Task statement: Rewrite the records starting at the very first line and ending at the line that contains "[8,92,16,115]", both included. Keep every search term as is, and shift each bounding box coordinate by -73.

··· Records for the exercise ···

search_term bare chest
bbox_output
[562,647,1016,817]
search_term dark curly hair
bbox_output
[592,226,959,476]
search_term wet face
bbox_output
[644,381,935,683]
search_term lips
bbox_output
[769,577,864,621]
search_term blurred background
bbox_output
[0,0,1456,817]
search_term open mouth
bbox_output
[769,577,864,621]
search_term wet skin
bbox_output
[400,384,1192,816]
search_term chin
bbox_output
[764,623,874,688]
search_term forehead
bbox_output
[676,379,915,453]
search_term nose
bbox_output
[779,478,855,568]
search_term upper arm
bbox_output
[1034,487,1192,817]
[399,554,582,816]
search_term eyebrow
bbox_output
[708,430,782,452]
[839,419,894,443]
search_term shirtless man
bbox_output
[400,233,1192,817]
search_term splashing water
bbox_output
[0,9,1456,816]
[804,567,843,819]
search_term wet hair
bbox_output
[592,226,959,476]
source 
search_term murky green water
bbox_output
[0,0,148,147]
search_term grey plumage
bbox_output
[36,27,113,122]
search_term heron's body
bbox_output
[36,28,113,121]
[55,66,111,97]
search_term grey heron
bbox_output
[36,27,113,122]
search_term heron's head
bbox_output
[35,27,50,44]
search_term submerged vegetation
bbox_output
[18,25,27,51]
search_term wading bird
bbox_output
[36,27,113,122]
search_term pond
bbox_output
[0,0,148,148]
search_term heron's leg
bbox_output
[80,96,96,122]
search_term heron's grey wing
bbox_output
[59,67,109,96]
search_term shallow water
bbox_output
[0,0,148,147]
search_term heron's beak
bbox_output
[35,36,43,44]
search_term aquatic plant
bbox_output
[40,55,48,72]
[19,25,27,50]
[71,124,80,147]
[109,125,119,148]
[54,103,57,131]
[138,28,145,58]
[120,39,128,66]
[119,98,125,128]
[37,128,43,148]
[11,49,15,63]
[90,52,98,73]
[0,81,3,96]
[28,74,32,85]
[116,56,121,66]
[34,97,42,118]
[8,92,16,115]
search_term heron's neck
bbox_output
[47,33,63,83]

···

Response:
search_term bare chest
bbox_output
[489,574,943,744]
search_term dark curly hair
bbox_output
[519,153,886,403]
search_term wet face
bbox_output
[571,308,862,610]
search_term lips
bbox_output
[696,504,791,548]
search_term blurred background
bbox_output
[-73,-73,1383,744]
search_term open mouth
bbox_output
[696,504,791,548]
search_term wet skin
bbox_output
[327,311,1119,743]
search_term chin
bbox_output
[691,550,801,615]
search_term forehead
bbox_output
[603,306,842,380]
search_term nose
bbox_output
[706,405,782,495]
search_term upper arm
bbox_output
[961,414,1119,744]
[326,481,509,743]
search_term eyebrow
bbox_output
[635,357,709,379]
[766,346,821,370]
search_term shirtless man
bbox_output
[327,160,1119,744]
search_term splashing water
bbox_output
[-73,-64,1383,743]
[731,494,770,746]
search_term wet hair
bbox_output
[519,153,886,403]
source 
search_term murky green water
bbox_output
[-73,-73,75,74]
search_term grey plumage
bbox_output
[-37,-46,40,49]
search_term heron's body
bbox_output
[-37,-45,40,48]
[-18,-7,38,24]
search_term grey heron
bbox_output
[-37,-46,40,49]
search_term heron's head
bbox_output
[-38,-46,-23,-29]
search_term submerged vegetation
bbox_output
[-55,-48,-46,-22]
search_term wading bird
bbox_output
[-37,-46,40,49]
search_term pond
bbox_output
[-73,-73,75,75]
search_term heron's leg
bbox_output
[7,23,23,49]
search_term heron's grey wing
bbox_output
[-14,-6,36,23]
search_term shallow water
bbox_output
[-73,-73,75,74]
search_term heron's beak
bbox_output
[-38,-37,-30,-29]
search_term aquatic plant
bbox_output
[-33,-18,-25,-1]
[-54,-48,-46,-23]
[-2,51,7,74]
[36,52,46,75]
[-19,30,-16,58]
[65,-45,72,-15]
[47,-34,55,-7]
[46,25,52,55]
[-36,55,-30,75]
[-62,-24,-58,-10]
[17,-21,25,0]
[-73,8,-70,23]
[-45,1,-41,12]
[43,-17,48,-7]
[-39,24,-31,45]
[-65,19,-57,42]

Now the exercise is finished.